### 文章
━━━━━━━━

近期的輿論環境越來越渴望認同,而非交流。扣帽子,禁言、刪除,好像所有的出警都能彰顯一種光榮感身份不正確、政治立場不對,所以可以抹滅了所做的事情和本身的意義。搬自上月參加成都愛思青年成都女性月活動的散記,發出聲音,很重要也很有必要。(文章有點長 內容多摘自女性月活動演講者講稿)

我們在一起,成為可能

其實很難有這樣一個場合,大家可以達到某種潛在的共鳴,因為在一個追求和諧和正能量的社會裏,女權主義者只是說出性別歧視、性別暴力和性別壓迫的存在,就會被視為一種不和諧的聲音。當她們指出令人不舒服的話語和行為時,總被人認為是過於敏感的、小題大做的、開不起玩笑的、一個掃興的人。

反思針對女權汙名化的議題時,需要承認,對於女權的討論不是有不同的聲音就是不團結,大多數的女權主義者會在一些熱點事件上達成一定程度上的一致,並不要求所有問題都有一樣的看法。

任何運動和話語權都不應該只有一種所謂正確和唯一的聲音,這是一件不太正常的事情。女權主義者本身就有很多流派,微博上,關於女權問題的討論實際上還是一個很“中產”的狀態,因為能使用微博的群體本身就是有界限的,實際上隱匿了很多的群體。

女性本身就是一個很大的團體,有很多不同層面的訴求,其內部一些訴求本身就具有矛盾性。團結所有的女性,這是不現實的。與其去想大家統一、團結 ,不如選擇發出自己的聲音,它會被人看到,而且非常的重要。

很多場景和話語,我們會覺得不舒服,但是不知道這是一種性別歧視。社會很多時候給予女性的工作期待就是提供給人的“服務”的,服務員、前臺、秘書……當想要進行反抗的時候,就會發現,你的性格,你要做什麼,你的社會期待都深深地被烙印。你會意識到不公平,但很難去改變。這樣的束縛同樣也在壓迫著男性,讓他們覺得“女性化”是一件很可恥的事情。

━━━━━━━━

[點標註資料集的記錄]
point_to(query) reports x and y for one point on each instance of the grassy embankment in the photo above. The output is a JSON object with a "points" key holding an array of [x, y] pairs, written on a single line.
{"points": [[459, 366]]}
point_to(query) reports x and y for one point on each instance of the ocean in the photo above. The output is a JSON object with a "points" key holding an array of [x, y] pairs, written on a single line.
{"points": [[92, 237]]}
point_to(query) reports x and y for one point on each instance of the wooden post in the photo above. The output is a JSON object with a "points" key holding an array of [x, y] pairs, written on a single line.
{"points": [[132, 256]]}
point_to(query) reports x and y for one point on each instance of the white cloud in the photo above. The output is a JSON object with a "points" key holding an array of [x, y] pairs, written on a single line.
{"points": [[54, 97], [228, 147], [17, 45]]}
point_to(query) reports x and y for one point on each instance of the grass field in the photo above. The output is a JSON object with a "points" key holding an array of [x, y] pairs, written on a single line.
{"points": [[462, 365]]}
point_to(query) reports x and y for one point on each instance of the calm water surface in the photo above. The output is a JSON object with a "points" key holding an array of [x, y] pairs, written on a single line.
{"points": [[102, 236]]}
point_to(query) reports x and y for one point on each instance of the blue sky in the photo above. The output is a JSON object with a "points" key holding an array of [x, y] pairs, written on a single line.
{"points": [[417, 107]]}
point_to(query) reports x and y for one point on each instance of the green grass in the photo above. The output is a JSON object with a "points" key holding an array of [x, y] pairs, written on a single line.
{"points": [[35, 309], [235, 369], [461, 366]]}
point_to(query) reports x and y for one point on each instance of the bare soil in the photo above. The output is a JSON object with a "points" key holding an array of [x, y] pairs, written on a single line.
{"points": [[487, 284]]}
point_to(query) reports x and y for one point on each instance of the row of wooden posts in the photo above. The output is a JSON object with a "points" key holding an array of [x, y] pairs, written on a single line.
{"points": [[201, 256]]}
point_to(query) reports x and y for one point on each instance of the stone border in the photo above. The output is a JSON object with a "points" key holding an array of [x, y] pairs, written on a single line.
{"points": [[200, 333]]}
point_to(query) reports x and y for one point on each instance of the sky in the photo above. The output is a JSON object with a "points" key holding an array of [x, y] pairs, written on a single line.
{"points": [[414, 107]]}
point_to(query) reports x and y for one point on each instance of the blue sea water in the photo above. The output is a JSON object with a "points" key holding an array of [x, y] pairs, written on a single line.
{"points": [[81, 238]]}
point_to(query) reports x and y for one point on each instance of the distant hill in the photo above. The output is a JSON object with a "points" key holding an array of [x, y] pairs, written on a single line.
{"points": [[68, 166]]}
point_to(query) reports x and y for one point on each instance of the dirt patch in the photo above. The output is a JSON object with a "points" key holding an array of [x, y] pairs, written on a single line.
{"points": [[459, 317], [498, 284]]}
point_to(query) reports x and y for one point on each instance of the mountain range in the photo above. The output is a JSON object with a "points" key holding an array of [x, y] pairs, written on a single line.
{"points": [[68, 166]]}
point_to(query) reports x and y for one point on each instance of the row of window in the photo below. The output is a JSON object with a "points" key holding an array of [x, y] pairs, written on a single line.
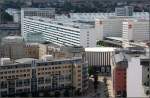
{"points": [[15, 71]]}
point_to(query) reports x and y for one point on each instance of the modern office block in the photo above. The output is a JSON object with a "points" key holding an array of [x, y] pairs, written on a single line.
{"points": [[35, 77], [60, 32], [100, 59], [135, 31]]}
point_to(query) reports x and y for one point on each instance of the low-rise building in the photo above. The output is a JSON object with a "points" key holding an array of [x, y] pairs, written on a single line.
{"points": [[100, 58], [32, 76]]}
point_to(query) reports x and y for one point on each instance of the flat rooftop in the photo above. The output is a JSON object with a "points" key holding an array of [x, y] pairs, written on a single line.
{"points": [[115, 38], [68, 22], [100, 49]]}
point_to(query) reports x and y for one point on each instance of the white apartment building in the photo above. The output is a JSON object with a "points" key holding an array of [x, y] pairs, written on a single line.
{"points": [[124, 11], [42, 12], [61, 32], [100, 58], [135, 31], [145, 75], [109, 27], [16, 13]]}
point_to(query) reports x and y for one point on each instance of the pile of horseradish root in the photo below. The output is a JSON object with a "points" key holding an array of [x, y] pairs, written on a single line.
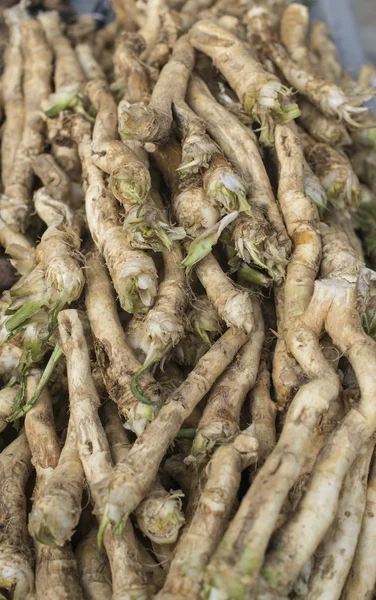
{"points": [[187, 359]]}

━━━━━━━━

### 待解問題
A: 把文章中的一段逐字照抄下來:從含有「任何運動和話語權都不應該只有」的地方起,抄到「會被人看到,而且非常的重要。」為止。
B: 從那篇談女權的文章最後一句之後接著往下寫。

### 書面回答
A:
任何運動和話語權都不應該只有一種所謂正確和唯一的聲音,這是一件不太正常的事情。女權主義者本身就有很多流派,微博上,關於女權問題的討論實際上還是一個很“中產”的狀態,因為能使用微博的群體本身就是有界限的,實際上隱匿了很多的群體。

女性本身就是一個很大的團體,有很多不同層面的訴求,其內部一些訴求本身就具有矛盾性。團結所有的女性,這是不現實的。與其去想大家統一、團結 ,不如選擇發出自己的聲音,它會被人看到,而且非常的重要。

B:
小的時候,練跆拳道的女生總是被指指點點,說成“男人婆”;學習古箏,被認為是一個女生應該要做的,因為它溫柔、更符合女性氣質。喜歡每一項運動、樂器,從來都不以性別劃分。但更多的時候,當我們提出問題,也就成為了問題本身。

弦子提到,Me too運動打破了傳統女性不會去反抗的場景,帶來了一種新的可能,一部分女生可以接觸到女權知識中,接觸到更多的觀點。傳統性別文化構建了一種歧視,一種不平等,但同樣也創造了我們在一起的可能。如果沒有所謂的“主流性別”觀念,所有性別都有屬於自己的權利,我們沒有感受到任何邊緣的東西的時候,就很難像現在這樣去感受更多的邊緣的議題。社會文化給我們帶來了一種可能,讓我們得以聯結。

性騷擾的事件一定會有下一次,下一次。它不會有停止的那一天 也很難會馬上變好。Me too的意義在於,警告那些曾經傷害過女性的人,他們做的事情是會被人知道的,形成一種社會的壓力,是目前最好的結果。因為單去談論法律官司的成敗性,是一個很令人沮喪的事情。在這之中我們能夠做的,就是不斷地去反思,汲取力量。堅持去看,保持發現,關注和思考不能停止,不然很容易陷入挫敗感。

性別議題的事件,很難能收到較為明顯的成效,但很多時候,正因女性處在資源和地位上的劣勢,這樣的邊緣帶來了思想上的自由。性別問題帶來的挫敗感有時會產生認知失調,解釋得更多,便會不斷消耗自己的精力,陷入一種圈套。資訊焦慮,是我自己在克服和自洽的一個問題。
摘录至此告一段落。